__AUFGABENLISTE__:
1 > Beantworte die folgenden Fragen anhand des Auszugs zum Geschützschloss:
(a) Worauf liegt der Arm auf, der auf der Hammerwelle außerhalb des Blockes befestigt ist?
(b) Wie viele Handgriffe besitzt das Schulterstück am unteren Ende?
(c) Was soll die Rinne t erleichtern?
2 > Gib aus dem Auszug zum Geschützschloss den Abschnitt von "Bei einer Abänderung" bis einschließlich "kleine Oeffnung u." wortgetreu aus.

__ZITIERTER TEXT__:
================

Bei einer Abänderung des Schlosses liegen der drehbare
Hammer, die Schlagfeder und die Abzugsstange innerhalb des Blockes und wird ersterer
dadurch gespannt, daſs ein auf der Hammerwelle auſserhalb des Blockes befestigter
Arm auf dem Excenter o aufliegt.
Wie bei der Hotchkiss'schen Revolverkanone ist auch hier
ein Schulterstück s zur Stütze des zielenden Mannes und
ein Pistolenkolben zum Abfeuern angebracht. Ersteres besitzt am unteren Ende 2
Handgriffe als Ruhepunkte für die linke Hand des Bedienungsmannes. Auſserdem ist mit
dem Schulterstücke noch eine schräg nach unten steigende und zum Ladeloch führende
Rinne t verbunden. Dieselbe soll das Einbringen der
Patronen beim Laden erleichtern. Behufs Entfernung der leeren Patronenhülsen besitzt
die Rinne dicht hinter dem Ladeloche eine kleine Oeffnung u.
Ein anderer Verschluſs für Geschütze kleinen Kalibers von Hotchkiss ist im Engineering, 1882 Bd. 34 S.

================

__EINTRÄGE__:
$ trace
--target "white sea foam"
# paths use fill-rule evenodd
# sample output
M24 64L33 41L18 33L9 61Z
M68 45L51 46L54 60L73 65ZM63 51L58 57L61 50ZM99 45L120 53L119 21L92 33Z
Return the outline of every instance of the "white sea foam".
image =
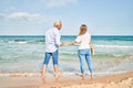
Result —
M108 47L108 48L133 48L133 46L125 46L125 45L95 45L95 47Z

================

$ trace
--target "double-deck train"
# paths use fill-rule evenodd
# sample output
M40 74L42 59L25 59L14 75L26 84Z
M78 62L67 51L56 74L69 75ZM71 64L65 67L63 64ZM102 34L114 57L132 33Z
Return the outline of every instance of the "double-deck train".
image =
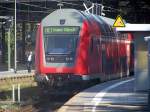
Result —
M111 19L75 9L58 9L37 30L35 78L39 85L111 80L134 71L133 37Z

================

__GEGEBENE ANTWORTEN__:
1 >
(a) Auf dem Excenter o.
(b) Zwei.
(c) Das Einbringen der Patronen beim Laden.

2 >
Bei einer Abänderung des Schlosses liegen der drehbare
Hammer, die Schlagfeder und die Abzugsstange innerhalb des Blockes und wird ersterer
dadurch gespannt, daſs ein auf der Hammerwelle auſserhalb des Blockes befestigter
Arm auf dem Excenter o aufliegt.
Wie bei der Hotchkiss'schen Revolverkanone ist auch hier
ein Schulterstück s zur Stütze des zielenden Mannes und
ein Pistolenkolben zum Abfeuern angebracht. Ersteres besitzt am unteren Ende 2
Handgriffe als Ruhepunkte für die linke Hand des Bedienungsmannes. Auſserdem ist mit
dem Schulterstücke noch eine schräg nach unten steigende und zum Ladeloch führende
Rinne t verbunden. Dieselbe soll das Einbringen der
Patronen beim Laden erleichtern. Behufs Entfernung der leeren Patronenhülsen besitzt
die Rinne dicht hinter dem Ladeloche eine kleine Oeffnung u.